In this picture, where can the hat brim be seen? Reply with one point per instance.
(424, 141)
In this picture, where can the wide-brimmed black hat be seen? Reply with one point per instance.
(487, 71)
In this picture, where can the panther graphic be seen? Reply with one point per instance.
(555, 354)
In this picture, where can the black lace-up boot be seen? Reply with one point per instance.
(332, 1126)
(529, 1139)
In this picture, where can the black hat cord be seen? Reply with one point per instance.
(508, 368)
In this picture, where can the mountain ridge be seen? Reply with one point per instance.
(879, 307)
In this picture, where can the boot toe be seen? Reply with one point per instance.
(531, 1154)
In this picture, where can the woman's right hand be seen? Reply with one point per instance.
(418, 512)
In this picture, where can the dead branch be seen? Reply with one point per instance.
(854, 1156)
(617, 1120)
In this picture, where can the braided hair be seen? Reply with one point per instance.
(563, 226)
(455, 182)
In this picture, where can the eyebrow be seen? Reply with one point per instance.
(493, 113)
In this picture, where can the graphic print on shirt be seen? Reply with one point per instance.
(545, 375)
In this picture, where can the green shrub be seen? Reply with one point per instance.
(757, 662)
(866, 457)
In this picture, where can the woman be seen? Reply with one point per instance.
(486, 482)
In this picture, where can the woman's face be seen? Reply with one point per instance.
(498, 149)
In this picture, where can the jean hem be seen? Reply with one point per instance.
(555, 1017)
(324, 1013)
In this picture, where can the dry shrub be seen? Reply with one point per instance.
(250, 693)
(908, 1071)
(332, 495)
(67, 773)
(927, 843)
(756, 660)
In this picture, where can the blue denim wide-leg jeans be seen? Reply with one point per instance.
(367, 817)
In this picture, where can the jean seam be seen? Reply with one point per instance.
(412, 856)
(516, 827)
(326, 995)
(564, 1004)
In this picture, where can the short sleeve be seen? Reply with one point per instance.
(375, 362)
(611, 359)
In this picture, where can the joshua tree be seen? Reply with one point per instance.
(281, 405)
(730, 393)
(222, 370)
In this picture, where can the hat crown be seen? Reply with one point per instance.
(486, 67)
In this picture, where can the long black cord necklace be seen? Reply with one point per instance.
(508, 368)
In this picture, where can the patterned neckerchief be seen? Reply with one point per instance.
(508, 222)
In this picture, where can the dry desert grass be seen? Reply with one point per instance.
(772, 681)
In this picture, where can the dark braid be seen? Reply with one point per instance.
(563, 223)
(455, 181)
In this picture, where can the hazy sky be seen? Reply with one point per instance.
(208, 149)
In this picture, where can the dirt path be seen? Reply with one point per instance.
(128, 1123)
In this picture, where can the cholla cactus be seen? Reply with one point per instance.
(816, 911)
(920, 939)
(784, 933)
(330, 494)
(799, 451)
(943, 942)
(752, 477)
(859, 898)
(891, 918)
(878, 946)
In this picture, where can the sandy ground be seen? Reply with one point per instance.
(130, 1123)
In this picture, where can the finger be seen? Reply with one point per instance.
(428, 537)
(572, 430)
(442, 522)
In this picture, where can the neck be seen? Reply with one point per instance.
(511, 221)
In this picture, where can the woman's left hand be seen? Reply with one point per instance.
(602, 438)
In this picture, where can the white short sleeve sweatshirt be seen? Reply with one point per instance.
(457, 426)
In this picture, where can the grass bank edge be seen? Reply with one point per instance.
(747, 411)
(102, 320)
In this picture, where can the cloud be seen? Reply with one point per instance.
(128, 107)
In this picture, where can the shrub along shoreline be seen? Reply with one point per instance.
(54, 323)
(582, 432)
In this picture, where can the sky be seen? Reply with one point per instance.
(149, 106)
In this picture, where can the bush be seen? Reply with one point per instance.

> [WRITTEN PROBLEM]:
Please format all of the material above as a numbered list, with any blank lines left out.

> [SOLUTION TO THE EXERCISE]:
1. In this picture, where can the hat brim be seen? Reply with one point per instance.
2. (424, 141)
3. In this picture, where can the wide-brimmed black hat be seen? Reply with one point per instance.
4. (487, 71)
5. In this picture, where can the panther graphic be seen? Reply with one point per instance.
6. (555, 354)
7. In this picture, where can the black lace-up boot be seen? Reply with one point per instance.
8. (332, 1126)
9. (529, 1139)
10. In this picture, where can the black hat cord be seen? Reply with one point per instance.
11. (508, 368)
12. In this picture, where can the mountain ridge be seen? Reply with one point per instance.
13. (879, 307)
14. In this picture, where can the boot toe be seen? Reply with one point per instance.
15. (531, 1154)
16. In this picture, where can the woman's right hand be seen? Reply with one point per instance.
17. (418, 512)
18. In this picture, where can the dead branch be seen? Reply with one point per instance.
19. (854, 1156)
20. (617, 1120)
21. In this picture, where can the braided hair be seen? Reply with one point per instance.
22. (563, 226)
23. (455, 182)
24. In this picture, where can the eyebrow be seen? Reply with one point per instance.
25. (493, 113)
26. In this picture, where can the graphic print on shirt be seen? Reply with one point per instance.
27. (545, 375)
28. In this picture, where can the green shrub be seen? Reply with one point per instance.
29. (757, 662)
30. (866, 457)
31. In this picture, where can the woman be seen? Reply with one point per instance.
32. (486, 482)
33. In this picture, where can the woman's face be seen? Reply with one point per instance.
34. (498, 149)
35. In this picture, where can the jean hem be seen? Reply with one point per instance.
36. (555, 1017)
37. (324, 1013)
38. In this picture, where can the dry shrub be seen? Reply with one point per instance.
39. (250, 693)
40. (908, 1071)
41. (332, 495)
42. (67, 773)
43. (927, 843)
44. (756, 660)
45. In this picture, where can the blue denim wide-leg jeans be seen? Reply with one point per instance.
46. (367, 817)
47. In this picture, where can the jean seam be seen? Reply with one point per instance.
48. (412, 856)
49. (516, 827)
50. (326, 995)
51. (564, 1004)
52. In this picture, where can the short sleeve be seen? Reply with one point per instance.
53. (375, 362)
54. (611, 359)
55. In this picture, where can the joshua tree be seen? Reply with one point per instance.
56. (281, 405)
57. (730, 393)
58. (222, 370)
59. In this picture, where can the hat crown be seen? Reply with one point per instance.
60. (486, 67)
61. In this picture, where can the long black cord necklace be seen? Reply with one point per instance.
62. (508, 368)
63. In this picture, where can the patterned neckerchief be seen? Reply with one point per instance.
64. (508, 222)
65. In this picture, where can the dry desert grass be seen? Reply with one point per instance.
66. (772, 681)
67. In this picture, where can the dark braid be seen? Reply with one point per instance.
68. (563, 223)
69. (455, 181)
70. In this picture, where can the hazy sky be seen? Reply with one point per instance.
71. (208, 149)
72. In this picture, where can the dirt path be seen? Reply with one point per instance.
73. (128, 1123)
74. In this picture, where can the cholla cactus be seen? Reply with one point per instance.
75. (816, 911)
76. (920, 939)
77. (784, 933)
78. (330, 494)
79. (799, 451)
80. (943, 942)
81. (752, 477)
82. (859, 898)
83. (891, 918)
84. (878, 946)
85. In this picture, where can the sandy ground be seen? Reply with one point per instance.
86. (130, 1123)
87. In this picture, where can the finger be seen? Reply with one point per instance.
88. (428, 537)
89. (572, 430)
90. (442, 522)
91. In this picture, where can the neck be seen? Reply with one point per instance.
92. (511, 221)
93. In this picture, where can the woman's left hand be seen? Reply with one point per instance.
94. (602, 438)
95. In this picture, where can the white short sleeve sweatshirt be seen? Reply with one point per instance.
96. (457, 426)
97. In this picture, where can the grass bank edge be seen? Reply with one point per instance.
98. (747, 411)
99. (102, 320)
100. In this picture, where can the cloud be seen? Reply with one point per instance.
101. (128, 107)
102. In this picture, where can the shrub along shoreline be seen? Reply with one point per instance.
103. (54, 323)
104. (582, 432)
105. In this picture, where can the sky be seen? Reply with one point per instance.
106. (149, 106)
107. In this picture, where can the bush be seen? Reply with one point per instance.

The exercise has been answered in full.